**The task:** Rewrite the records from the line containing "# point at: small" through the end of the records, putting "debris" wherever "rubble" appears and keeping everything else the same.

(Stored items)
------------------------
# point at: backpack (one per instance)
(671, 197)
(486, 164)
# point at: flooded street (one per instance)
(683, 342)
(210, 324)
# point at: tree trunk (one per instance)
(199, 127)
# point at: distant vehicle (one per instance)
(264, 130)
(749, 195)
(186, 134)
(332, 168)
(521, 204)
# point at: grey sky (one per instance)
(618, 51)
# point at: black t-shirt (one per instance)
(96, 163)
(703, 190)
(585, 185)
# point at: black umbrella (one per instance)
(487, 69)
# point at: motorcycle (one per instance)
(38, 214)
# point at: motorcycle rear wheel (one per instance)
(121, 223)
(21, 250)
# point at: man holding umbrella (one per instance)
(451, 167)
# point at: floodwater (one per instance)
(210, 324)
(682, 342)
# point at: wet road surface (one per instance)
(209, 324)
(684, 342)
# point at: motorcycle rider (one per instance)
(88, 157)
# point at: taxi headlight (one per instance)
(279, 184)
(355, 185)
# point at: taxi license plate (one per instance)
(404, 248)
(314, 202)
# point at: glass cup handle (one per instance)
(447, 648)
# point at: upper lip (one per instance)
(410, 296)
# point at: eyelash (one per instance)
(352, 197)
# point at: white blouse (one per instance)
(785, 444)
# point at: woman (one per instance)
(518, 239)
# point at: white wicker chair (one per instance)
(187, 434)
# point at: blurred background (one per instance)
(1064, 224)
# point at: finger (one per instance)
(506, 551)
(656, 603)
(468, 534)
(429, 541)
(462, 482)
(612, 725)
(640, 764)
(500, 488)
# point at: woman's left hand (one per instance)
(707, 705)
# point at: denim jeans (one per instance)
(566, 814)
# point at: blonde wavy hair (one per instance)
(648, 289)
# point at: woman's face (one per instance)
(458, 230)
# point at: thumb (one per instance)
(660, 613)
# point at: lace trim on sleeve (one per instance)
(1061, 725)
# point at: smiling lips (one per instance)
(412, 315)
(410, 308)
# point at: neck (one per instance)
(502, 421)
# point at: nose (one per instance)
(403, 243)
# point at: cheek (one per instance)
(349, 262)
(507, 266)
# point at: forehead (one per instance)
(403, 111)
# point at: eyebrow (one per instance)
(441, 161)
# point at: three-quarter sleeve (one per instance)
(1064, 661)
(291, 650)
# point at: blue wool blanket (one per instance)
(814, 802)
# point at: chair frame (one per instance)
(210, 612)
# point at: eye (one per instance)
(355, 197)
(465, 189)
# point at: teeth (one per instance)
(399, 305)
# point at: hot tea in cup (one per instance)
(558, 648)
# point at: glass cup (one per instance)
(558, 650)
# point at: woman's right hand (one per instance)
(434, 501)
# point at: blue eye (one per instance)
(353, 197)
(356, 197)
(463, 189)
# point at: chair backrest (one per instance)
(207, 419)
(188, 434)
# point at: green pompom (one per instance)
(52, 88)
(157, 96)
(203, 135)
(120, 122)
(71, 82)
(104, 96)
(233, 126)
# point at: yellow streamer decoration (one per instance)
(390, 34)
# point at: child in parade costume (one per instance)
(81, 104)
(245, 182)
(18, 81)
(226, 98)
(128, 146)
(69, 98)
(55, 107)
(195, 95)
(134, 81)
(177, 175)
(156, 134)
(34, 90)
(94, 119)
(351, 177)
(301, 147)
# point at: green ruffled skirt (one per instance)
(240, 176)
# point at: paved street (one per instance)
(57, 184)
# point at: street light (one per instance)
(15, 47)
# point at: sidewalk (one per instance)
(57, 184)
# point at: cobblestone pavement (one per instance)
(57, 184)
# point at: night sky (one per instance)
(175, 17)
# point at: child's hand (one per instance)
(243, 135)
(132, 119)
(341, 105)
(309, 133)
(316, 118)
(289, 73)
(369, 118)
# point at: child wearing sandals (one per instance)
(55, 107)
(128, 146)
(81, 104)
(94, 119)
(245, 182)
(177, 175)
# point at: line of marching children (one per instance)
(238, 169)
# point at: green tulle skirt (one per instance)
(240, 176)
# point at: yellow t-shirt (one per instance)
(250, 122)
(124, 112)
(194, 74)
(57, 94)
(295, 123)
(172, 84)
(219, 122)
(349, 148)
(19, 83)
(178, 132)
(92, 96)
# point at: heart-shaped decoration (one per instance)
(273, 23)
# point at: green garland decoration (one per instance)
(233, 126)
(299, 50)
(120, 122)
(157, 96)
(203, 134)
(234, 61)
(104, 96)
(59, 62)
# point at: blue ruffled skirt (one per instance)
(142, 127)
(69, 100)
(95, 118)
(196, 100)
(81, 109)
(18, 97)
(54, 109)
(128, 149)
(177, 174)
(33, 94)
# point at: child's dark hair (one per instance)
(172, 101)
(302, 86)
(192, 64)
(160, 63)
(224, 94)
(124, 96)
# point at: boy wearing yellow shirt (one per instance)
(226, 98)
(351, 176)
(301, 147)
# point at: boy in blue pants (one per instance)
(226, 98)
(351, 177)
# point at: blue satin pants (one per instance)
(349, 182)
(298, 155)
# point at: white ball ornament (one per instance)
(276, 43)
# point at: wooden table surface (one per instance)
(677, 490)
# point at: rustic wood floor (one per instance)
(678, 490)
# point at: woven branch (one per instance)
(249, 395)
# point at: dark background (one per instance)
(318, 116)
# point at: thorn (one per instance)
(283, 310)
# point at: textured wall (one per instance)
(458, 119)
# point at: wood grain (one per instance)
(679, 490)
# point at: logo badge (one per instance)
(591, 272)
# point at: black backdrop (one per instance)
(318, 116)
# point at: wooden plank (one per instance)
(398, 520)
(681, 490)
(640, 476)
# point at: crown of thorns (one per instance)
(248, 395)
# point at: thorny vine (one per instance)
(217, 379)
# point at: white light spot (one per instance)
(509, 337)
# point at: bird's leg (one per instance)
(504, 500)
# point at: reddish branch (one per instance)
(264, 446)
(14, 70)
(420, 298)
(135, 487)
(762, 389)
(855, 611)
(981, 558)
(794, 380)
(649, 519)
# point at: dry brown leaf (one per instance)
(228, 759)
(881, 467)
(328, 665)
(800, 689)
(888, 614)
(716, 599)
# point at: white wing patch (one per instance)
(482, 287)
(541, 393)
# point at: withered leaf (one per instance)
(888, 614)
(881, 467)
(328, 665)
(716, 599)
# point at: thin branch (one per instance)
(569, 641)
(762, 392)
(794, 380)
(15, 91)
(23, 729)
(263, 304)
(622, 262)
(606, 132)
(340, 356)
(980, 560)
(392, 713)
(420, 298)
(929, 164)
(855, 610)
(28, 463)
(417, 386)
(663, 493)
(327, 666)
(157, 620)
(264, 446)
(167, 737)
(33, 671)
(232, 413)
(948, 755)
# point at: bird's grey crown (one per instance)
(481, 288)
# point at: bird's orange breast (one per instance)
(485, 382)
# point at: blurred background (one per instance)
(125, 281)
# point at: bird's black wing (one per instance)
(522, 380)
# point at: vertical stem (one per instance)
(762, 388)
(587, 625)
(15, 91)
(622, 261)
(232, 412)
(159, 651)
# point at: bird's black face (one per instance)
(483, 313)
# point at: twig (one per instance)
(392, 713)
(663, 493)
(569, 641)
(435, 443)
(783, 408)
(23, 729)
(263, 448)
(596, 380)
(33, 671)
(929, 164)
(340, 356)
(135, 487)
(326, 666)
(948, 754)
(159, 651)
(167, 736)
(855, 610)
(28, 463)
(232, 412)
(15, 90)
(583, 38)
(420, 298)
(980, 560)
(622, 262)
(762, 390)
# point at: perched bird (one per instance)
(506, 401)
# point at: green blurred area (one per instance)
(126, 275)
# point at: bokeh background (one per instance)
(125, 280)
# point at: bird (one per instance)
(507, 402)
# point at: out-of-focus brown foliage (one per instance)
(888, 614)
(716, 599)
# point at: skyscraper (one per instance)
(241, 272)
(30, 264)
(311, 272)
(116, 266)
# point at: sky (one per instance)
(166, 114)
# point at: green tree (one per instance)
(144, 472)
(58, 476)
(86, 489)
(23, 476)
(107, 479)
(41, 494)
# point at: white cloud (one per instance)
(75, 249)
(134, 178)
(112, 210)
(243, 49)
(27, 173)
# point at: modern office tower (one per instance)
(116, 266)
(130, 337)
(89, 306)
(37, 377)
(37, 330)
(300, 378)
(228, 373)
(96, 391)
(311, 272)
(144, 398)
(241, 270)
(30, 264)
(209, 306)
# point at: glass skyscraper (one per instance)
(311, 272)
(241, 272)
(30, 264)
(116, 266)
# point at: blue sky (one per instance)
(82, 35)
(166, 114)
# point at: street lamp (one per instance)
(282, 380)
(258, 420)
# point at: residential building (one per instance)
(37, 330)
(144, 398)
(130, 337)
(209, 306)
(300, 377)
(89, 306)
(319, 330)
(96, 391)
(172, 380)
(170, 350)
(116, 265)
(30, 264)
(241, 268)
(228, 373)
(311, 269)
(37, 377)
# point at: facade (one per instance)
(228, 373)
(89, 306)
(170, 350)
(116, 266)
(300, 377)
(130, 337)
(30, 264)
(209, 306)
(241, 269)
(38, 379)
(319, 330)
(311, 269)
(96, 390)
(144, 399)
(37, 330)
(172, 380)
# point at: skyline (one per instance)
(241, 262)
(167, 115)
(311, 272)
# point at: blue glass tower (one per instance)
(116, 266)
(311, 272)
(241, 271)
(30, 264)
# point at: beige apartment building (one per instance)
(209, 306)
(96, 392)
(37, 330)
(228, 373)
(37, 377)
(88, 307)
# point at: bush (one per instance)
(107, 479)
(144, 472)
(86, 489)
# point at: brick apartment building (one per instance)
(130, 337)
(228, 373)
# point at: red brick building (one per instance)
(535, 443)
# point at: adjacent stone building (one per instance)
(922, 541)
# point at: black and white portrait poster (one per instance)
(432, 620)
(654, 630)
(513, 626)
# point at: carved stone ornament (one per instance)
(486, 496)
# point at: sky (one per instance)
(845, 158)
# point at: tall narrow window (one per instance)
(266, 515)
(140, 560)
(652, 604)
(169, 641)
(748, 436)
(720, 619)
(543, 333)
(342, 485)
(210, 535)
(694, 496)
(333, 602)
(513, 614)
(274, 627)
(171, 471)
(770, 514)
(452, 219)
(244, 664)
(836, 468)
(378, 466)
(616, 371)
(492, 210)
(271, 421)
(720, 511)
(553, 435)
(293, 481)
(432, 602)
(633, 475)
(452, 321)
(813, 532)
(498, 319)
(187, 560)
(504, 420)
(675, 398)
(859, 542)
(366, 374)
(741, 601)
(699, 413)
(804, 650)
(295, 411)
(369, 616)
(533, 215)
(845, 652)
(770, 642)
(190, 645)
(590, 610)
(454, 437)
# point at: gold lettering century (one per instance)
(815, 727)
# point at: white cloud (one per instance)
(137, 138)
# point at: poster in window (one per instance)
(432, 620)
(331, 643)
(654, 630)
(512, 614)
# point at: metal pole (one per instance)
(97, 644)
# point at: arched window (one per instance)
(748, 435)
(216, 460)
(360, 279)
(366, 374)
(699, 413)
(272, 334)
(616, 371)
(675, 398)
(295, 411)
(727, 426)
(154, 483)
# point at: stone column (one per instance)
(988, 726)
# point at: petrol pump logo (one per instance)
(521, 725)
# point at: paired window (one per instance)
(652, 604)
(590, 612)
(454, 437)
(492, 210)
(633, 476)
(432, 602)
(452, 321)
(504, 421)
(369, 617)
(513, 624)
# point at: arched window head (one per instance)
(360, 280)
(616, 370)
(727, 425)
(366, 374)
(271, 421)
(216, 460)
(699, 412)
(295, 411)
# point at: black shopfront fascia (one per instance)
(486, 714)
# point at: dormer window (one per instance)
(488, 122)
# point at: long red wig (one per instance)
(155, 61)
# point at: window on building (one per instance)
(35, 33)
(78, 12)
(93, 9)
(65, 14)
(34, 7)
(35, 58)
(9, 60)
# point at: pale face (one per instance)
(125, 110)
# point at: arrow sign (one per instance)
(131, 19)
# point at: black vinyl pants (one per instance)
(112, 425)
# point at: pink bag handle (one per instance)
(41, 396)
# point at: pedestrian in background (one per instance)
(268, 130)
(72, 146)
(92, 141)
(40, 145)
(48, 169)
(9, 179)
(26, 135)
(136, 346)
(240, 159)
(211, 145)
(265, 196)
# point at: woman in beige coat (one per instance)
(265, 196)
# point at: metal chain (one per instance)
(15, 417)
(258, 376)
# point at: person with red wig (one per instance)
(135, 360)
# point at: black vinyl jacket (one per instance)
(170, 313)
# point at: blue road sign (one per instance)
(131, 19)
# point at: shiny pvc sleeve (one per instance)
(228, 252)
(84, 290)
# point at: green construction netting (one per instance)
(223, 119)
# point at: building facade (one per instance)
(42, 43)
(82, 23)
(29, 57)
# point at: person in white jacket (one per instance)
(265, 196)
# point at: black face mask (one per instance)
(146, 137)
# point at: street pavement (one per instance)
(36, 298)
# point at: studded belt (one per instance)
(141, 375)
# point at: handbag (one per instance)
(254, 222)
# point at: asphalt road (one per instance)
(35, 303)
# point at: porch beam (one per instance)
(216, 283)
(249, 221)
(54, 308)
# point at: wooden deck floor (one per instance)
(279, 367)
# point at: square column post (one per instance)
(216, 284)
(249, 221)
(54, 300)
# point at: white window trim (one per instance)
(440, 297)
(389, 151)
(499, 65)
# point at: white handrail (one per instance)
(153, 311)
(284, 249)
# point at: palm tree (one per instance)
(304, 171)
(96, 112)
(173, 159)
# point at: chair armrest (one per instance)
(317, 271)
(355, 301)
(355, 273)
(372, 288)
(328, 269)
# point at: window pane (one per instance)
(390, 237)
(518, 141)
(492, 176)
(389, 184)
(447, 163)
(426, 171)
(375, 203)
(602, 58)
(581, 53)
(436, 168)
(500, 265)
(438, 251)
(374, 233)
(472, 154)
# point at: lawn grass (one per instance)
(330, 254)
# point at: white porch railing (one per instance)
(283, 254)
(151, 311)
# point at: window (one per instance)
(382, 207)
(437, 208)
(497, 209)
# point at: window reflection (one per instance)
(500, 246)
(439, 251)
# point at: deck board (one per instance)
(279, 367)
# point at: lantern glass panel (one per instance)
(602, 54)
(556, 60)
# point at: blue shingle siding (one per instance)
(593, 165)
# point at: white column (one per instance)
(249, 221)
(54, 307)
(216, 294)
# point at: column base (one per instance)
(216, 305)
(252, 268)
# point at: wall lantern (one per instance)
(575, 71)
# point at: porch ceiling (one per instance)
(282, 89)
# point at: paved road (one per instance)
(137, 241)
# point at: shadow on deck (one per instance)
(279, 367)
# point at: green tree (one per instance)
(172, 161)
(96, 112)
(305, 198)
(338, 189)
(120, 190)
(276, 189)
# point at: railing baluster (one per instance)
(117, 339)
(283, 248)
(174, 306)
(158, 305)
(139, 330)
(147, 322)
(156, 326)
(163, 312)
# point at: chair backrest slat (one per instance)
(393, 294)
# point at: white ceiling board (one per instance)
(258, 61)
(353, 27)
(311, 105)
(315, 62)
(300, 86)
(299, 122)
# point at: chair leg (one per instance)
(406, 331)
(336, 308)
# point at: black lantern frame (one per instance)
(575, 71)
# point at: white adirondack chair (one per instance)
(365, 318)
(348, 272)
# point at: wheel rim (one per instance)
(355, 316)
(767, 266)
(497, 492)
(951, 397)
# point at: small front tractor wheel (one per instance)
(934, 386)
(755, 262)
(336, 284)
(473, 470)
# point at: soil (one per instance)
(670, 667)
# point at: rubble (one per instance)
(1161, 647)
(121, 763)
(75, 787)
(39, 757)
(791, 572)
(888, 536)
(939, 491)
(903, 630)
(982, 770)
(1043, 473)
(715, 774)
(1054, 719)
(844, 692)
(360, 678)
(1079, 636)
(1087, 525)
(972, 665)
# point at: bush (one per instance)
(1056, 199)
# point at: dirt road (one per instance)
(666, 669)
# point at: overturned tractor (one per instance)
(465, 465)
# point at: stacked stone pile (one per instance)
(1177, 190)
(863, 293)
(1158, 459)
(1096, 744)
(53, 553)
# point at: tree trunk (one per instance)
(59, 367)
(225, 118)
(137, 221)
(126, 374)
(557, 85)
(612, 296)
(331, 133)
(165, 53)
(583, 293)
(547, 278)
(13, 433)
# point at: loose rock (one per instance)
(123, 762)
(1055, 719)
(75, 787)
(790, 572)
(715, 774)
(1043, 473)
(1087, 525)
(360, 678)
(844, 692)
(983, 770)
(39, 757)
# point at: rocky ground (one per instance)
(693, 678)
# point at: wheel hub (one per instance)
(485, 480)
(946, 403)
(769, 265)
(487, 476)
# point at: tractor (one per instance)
------------------------
**Written reply:**
# point at: small front tractor wheel (one per instance)
(934, 386)
(755, 262)
(336, 284)
(473, 470)
# point at: soil (one per instance)
(670, 667)
# point at: debris (one per instance)
(1161, 647)
(121, 763)
(75, 787)
(39, 757)
(791, 572)
(888, 536)
(939, 491)
(903, 630)
(982, 770)
(1043, 473)
(715, 774)
(1054, 719)
(844, 692)
(360, 678)
(1079, 636)
(1087, 525)
(972, 665)
# point at: bush (one per instance)
(1056, 199)
# point at: dirt road (one per instance)
(666, 669)
# point at: overturned tractor (one per instance)
(465, 465)
# point at: stacked stone pile (one per instance)
(1177, 190)
(863, 293)
(1158, 459)
(1096, 744)
(53, 553)
# point at: tree trunk (one per instance)
(59, 367)
(225, 118)
(137, 221)
(126, 374)
(557, 85)
(612, 296)
(331, 133)
(165, 53)
(583, 293)
(547, 278)
(13, 433)
# point at: loose rock (one per instance)
(123, 762)
(1055, 719)
(75, 787)
(790, 572)
(715, 774)
(1043, 473)
(1087, 525)
(360, 678)
(844, 692)
(983, 770)
(39, 757)
# point at: rocky ground (one per instance)
(693, 678)
# point at: wheel hub (one per instance)
(485, 480)
(946, 403)
(769, 265)
(487, 476)
# point at: tractor (one per instance)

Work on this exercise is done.